- **SOURCE INFORMATION**
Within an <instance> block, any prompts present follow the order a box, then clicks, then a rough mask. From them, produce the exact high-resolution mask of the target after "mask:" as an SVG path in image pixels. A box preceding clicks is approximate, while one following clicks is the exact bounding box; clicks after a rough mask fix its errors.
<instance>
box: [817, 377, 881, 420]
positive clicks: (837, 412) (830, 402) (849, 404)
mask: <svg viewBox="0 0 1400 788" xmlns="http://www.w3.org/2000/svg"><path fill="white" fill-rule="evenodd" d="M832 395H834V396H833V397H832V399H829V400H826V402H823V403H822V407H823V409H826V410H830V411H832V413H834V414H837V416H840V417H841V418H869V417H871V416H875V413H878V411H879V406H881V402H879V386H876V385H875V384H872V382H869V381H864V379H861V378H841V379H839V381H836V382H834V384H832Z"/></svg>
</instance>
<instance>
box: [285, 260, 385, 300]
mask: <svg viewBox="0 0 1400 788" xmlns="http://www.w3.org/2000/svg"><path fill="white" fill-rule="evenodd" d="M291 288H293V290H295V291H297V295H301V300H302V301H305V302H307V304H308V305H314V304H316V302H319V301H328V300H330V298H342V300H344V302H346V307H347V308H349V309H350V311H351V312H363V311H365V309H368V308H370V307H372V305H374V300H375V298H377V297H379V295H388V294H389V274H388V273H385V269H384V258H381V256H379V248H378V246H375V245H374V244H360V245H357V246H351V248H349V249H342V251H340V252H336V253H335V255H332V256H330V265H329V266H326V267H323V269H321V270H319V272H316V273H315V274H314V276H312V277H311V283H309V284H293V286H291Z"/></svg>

- **WHAT TO DO**
What is needed is an exact copy of every entry.

- **EXERCISE ANSWER**
Within an <instance> block, any prompts present follow the order a box, then clicks, then a rough mask. From them, produce the exact high-resolution mask of the target after "mask:" as an SVG path in image pixels. A box preceding clicks is approximate, while one following clicks is the exact bounding box; clicks after a rough mask fix its errors.
<instance>
box: [817, 377, 881, 420]
positive clicks: (837, 412) (830, 402) (849, 404)
mask: <svg viewBox="0 0 1400 788" xmlns="http://www.w3.org/2000/svg"><path fill="white" fill-rule="evenodd" d="M832 395H834V396H833V397H832V399H829V400H826V402H823V403H822V407H823V409H826V410H830V411H832V413H834V414H837V416H840V417H841V418H869V417H871V416H875V413H878V411H879V406H881V402H879V386H876V385H875V384H872V382H869V381H864V379H861V378H841V379H839V381H836V382H834V384H832Z"/></svg>
</instance>
<instance>
box: [285, 260, 385, 300]
mask: <svg viewBox="0 0 1400 788" xmlns="http://www.w3.org/2000/svg"><path fill="white" fill-rule="evenodd" d="M291 288H293V290H295V291H297V295H301V300H302V301H305V302H307V304H308V305H314V304H316V302H319V301H328V300H330V298H342V300H344V302H346V307H347V308H349V309H350V311H351V312H363V311H365V309H368V308H370V307H372V305H374V300H375V298H377V297H379V295H388V294H389V274H388V273H385V269H384V258H381V256H379V248H378V246H375V245H374V244H360V245H357V246H351V248H349V249H342V251H340V252H336V253H335V255H332V256H330V265H329V266H326V267H323V269H321V270H319V272H316V273H315V274H314V276H312V277H311V283H309V284H293V286H291Z"/></svg>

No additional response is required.